### What to produce
Return exactly the lines that run from the one with "Trace the outline" to the last line of the entries below, both included, and nothing else.

### Material to process
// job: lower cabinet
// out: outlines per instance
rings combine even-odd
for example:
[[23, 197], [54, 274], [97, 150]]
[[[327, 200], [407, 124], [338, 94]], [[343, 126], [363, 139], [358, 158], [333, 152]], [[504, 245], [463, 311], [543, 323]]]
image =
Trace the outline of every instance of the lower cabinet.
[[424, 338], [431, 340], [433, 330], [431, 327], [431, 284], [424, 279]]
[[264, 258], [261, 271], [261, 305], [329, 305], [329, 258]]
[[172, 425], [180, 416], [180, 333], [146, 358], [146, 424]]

### Output below
Trace the outline of every instance of the lower cabinet.
[[424, 338], [431, 340], [433, 330], [431, 327], [431, 284], [424, 279]]
[[264, 258], [261, 271], [261, 305], [329, 305], [329, 258]]
[[172, 425], [180, 416], [180, 333], [146, 358], [146, 424]]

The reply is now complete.